-- BEGIN GIVEN TEXT --

That triad is the operational definition of tolerable disruption. It is not a single RTO number. It is time, data, and degraded-service floor, set per critical operation and approved by the Board.
The entity must define and maintain a register of critical operations, take reasonable steps to minimise the likelihood and impact of disruptions, maintain a credible BCP that holds critical operations within tolerance through disruptions including disaster recovery for critical information assets, activate the plan when needed, and return to normal operations promptly.
The notification clocks are where this becomes concrete:
- An operational risk incident likely to have a material financial impact or a material impact on the ability to maintain critical operations: notify APRA as soon as possible and not later than 72 hours.
- A disruption to a critical operation outside tolerance: notify APRA as soon as possible and not later than 24 hours, covering the nature of the disruption, action taken, likely impact, and the timeframe for return to normal.
The 24-hour clock is the tighter one, and it is the one that depends on having defined tolerances in the first place. You cannot recognise an out-of-tolerance event if you never set the tolerance.
What will the first full-cycle compliance reviews landing in 2026 actually test?
The reviews will not test whether you have a policy. They will test whether the artefacts the standard requires are real, current, and consistent with each other.
Expect the examination to follow the dependency chain the standard builds:
The register of critical operations and associated tolerance levels is required to be inside the BCP itself. A reviewer will check that the operations classified as critical match the mandated minimum set, that each has the three tolerance dimensions populated, and that the tolerances are the ones the Board approved — not a later, quieter revision.
The testing program must cover all critical operations and include an annual business continuity exercise, tailored to the entity's material risks, using a range of severe but plausible scenarios. Critically, those scenarios must include disruptions to services provided by material service providers and scenarios requiring contingency arrangements. APRA may require a specific scenario to be included. The BCP must be updated at least annually, and the internal audit function must provide assurance to the Board that the plan is credible and that testing has been conducted satisfactorily.
For service providers, internal audit must review any proposed material arrangement involving the outsourcing of a critical operation and report regularly to the Board or Board Audit Committee on compliance with the service provider management policy.
The reviewer's leverage is cross-consistency. The critical-operations register, the material service provider register, the tolerance levels, the test scenarios, and the breach log should all reference the same operations and the same dependencies. When the BCP names a critical operation that does not appear in the test scenario set, or a material provider whose disruption was never tested, that is the finding.

-- END GIVEN TEXT --
-- BEGIN RECORDED DATA --

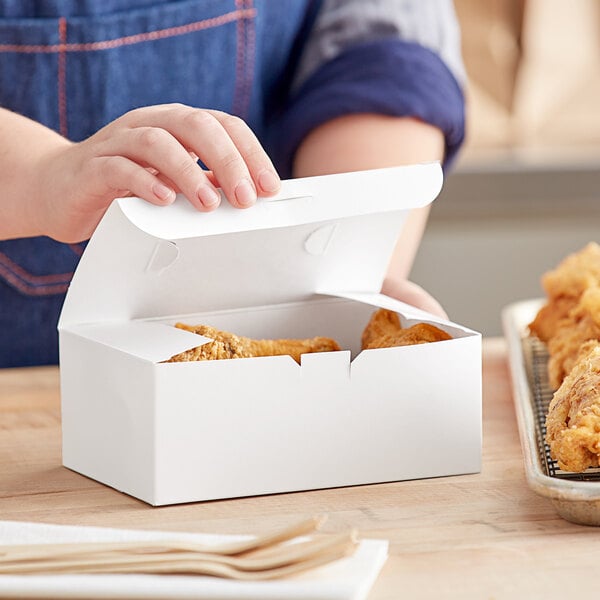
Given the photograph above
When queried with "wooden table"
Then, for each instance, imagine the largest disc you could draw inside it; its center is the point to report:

-- END RECORDED DATA --

## PROBLEM
Rewrite the stretch of the operational resilience text from "That triad is" through "normal operations promptly.", swapping "BCP" for "business continuity plan".

## THE COMPLETED TASK
That triad is the operational definition of tolerable disruption. It is not a single RTO number. It is time, data, and degraded-service floor, set per critical operation and approved by the Board.
The entity must define and maintain a register of critical operations, take reasonable steps to minimise the likelihood and impact of disruptions, maintain a credible business continuity plan that holds critical operations within tolerance through disruptions including disaster recovery for critical information assets, activate the plan when needed, and return to normal operations promptly.